Passage provided:
▬▬▬

La Bottine Souriante is a folk band from Canada. The band specializes in traditional French Canadian folk music, often with a modern twist.

Formed in 1976 by Yves Lambert, Andre Marchand, and Mario Forest, they have toured extensively through Europe and North America. In 1990, the band integrated a four-piece horn section with traditional instruments such as accordion, fiddle, guitar, piano and double bass, in order to add an element of jazz to their music. In 1998, they contributed a song to the Canadian Celtic music compilation by The Chieftains, Fire in the Kitchen.

The group's name means "the smiling boot", which refers to the appearance of a work boot with worn-out soles.

Members 
The line-up for LBS has changed numerous times (not unusual for folk groups), and its sound has evolved accordingly. The band started out with a very French Canadian feel with guitar, accordion and fiddle, but has expanded to include other styles and instruments.  Although founder Yves Lambert has left the group, LBS continues to perform, and a new wave of young musicians joined the group in 2002.

▬▬▬

[Data entries]
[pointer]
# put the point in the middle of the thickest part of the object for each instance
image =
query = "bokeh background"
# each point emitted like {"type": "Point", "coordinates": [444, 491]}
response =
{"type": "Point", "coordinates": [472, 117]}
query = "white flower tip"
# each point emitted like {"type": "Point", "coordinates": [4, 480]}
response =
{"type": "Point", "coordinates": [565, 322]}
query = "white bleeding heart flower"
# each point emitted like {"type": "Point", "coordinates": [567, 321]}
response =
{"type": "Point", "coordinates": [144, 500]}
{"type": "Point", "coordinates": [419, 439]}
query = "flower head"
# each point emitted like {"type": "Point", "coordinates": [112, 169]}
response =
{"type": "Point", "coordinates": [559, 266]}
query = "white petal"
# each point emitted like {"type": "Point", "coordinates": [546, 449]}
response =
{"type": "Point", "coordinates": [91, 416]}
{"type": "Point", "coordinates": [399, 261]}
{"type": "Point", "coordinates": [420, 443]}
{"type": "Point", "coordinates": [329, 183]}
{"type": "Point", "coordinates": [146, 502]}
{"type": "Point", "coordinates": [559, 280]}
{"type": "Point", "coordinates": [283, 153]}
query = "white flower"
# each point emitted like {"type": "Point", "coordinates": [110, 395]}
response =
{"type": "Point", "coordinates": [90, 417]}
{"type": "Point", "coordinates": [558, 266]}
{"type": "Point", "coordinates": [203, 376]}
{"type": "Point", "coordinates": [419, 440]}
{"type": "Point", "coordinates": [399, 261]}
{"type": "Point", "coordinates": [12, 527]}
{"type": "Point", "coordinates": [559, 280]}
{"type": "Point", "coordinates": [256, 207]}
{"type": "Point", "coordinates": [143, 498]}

▬▬▬

Problems:
(1) Name the founders of La Bottine Souriante given in the passage about the band.
(2) Carry on the passage about La Bottine Souriante from its last sentence.

Answers below:
(1) Yves Lambert, Andre Marchand, Mario Forest

(2)
LBS's current line-up is:
 Éric Beaudry (vocals, guitar, bouzouki, mandolin, podorythmie) 2002-
 Pierre "Pedro" Bélisle (keyboards, piano accordion, piano, trumpet) 2000-
 David Boulanger (vocals, violin, podorythmie, percussion)2007-
 Benoît Bourque (accordion, bones, podorythmie, vocals) 2009-
 Robert "Bob" Ellis (bass trombone, tuba, percussion) 1990-
 Jean Fréchette (saxophone, flute, penny whistle, clarinet, percussion, vocals) 1990-
 Jean-François Gagnon-Branchaud (fiddle, guitar, voice) 2011-
 Jocelyn Lapointe (trumpet, flugelhorn) 1993-
 François Marion (electric bass, acoustic bass guitar)2007-
 Sandy Silva (percussive dance)
 André Verreault (trombone) 1990-

Past members include:
 Yves Lambert (accordion, jaw harp, harmonica, melodeon, (solo) vocals) 1976- 2002 (founding member)
 André Marchand (guitar, feet, (solo) vocals) 1976–1988 (founding member)
 Mario Forest (spoons, harmonica, vocals) 1976–1979, 1980–1984 (founding member)
 Gilles Cantin (guitar, feet, (solo) vocals) 1977–1981 (deceased)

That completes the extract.